• TASK GOAL:
Rewrite the data as a two-column CSV, starting with the line containing "of the wooden" and going on through the end of the data, both ends included. Use the headers instruction and points, give one row for each text and its answer, put each value in a single quoted field, and replace line breaks with spaces.

— Begin —

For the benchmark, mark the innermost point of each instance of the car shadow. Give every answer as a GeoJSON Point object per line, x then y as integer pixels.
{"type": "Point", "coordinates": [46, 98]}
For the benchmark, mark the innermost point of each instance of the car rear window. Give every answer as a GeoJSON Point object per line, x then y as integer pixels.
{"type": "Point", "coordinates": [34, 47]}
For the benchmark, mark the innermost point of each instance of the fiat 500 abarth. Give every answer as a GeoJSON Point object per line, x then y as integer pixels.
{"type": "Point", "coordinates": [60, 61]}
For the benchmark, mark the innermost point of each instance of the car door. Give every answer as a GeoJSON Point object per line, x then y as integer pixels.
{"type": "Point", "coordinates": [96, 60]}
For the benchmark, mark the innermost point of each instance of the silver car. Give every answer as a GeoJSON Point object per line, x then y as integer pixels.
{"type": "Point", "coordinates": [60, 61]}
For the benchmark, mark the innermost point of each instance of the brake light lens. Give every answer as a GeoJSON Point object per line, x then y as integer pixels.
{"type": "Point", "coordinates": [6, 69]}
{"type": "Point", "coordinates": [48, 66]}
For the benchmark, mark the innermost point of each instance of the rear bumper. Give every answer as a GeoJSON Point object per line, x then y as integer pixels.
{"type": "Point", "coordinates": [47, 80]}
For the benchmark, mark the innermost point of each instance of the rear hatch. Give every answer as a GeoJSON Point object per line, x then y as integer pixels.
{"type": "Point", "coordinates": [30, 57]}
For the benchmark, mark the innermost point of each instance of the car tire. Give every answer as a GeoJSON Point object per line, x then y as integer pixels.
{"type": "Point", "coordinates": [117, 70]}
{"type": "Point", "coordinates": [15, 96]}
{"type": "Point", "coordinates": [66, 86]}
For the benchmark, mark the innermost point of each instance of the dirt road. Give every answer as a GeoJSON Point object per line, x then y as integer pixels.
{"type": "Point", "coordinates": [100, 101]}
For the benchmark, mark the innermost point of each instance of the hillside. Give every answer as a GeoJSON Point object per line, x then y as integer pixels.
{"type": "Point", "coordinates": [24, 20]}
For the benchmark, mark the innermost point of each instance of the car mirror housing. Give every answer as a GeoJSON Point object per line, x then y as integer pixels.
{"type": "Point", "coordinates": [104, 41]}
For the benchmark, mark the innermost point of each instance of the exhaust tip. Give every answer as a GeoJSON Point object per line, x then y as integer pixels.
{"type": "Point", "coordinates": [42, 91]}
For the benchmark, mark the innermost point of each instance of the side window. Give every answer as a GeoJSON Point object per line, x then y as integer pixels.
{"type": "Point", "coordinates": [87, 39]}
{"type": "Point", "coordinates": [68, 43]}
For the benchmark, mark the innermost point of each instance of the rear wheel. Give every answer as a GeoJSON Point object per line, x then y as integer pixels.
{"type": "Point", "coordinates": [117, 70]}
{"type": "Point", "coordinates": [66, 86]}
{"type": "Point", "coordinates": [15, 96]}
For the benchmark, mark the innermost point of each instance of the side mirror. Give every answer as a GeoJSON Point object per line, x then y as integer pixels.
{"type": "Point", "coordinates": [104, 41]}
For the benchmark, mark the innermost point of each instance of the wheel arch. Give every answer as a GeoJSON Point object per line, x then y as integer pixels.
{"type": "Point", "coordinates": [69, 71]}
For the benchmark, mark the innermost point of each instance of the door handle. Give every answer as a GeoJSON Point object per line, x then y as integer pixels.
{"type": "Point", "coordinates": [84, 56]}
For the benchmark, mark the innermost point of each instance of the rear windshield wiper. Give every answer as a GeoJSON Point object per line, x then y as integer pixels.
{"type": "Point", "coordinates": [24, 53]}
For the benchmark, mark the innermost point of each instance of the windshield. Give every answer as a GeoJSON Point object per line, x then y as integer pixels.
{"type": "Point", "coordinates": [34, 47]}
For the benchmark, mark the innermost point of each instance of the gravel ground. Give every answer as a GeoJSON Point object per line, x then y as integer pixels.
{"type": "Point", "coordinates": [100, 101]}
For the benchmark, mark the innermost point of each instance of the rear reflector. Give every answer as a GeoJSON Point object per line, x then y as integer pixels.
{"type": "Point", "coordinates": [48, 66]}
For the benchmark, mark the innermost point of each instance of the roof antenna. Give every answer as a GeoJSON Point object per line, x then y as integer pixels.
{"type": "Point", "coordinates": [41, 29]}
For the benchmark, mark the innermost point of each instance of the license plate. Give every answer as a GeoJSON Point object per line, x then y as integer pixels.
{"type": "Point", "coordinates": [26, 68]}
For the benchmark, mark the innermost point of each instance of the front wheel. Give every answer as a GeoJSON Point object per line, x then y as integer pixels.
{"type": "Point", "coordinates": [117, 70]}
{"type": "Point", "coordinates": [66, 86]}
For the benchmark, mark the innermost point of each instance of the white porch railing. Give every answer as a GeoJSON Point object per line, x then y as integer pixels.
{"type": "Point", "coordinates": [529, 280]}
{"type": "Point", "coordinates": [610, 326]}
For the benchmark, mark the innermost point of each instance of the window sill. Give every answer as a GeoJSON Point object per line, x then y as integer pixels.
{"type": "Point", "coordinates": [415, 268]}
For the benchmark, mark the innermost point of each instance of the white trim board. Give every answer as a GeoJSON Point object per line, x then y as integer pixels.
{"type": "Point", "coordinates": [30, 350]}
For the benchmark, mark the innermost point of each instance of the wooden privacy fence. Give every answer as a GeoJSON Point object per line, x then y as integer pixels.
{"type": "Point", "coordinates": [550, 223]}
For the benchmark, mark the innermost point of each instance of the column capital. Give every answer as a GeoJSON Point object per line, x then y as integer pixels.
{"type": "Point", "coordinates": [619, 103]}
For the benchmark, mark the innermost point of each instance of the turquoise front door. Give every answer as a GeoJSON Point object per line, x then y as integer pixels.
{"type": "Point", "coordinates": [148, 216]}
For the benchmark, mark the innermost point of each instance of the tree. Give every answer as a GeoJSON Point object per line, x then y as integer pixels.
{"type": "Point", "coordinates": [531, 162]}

— End —

• RESULT OF THIS TASK:
instruction,points
"For the benchmark, mark the innermost point of each instance of the wooden privacy fence. Give every answer as a GeoJSON Point object per line, x then y as integer pixels.","{""type"": ""Point"", ""coordinates"": [550, 223]}"
"For the benchmark, mark the innermost point of each instance of the column capital. Give every answer as a GeoJSON Point object per line, x then y as integer pixels.","{""type"": ""Point"", ""coordinates"": [619, 103]}"
"For the benchmark, mark the innermost point of each instance of the turquoise front door. Give every answer as a GeoJSON Point object per line, x then y as integer pixels.","{""type"": ""Point"", ""coordinates"": [148, 216]}"
"For the benchmark, mark the innermost point of each instance of the tree. Give every answer as a GeoJSON Point object per line, x then y as integer pixels.","{""type"": ""Point"", ""coordinates"": [531, 162]}"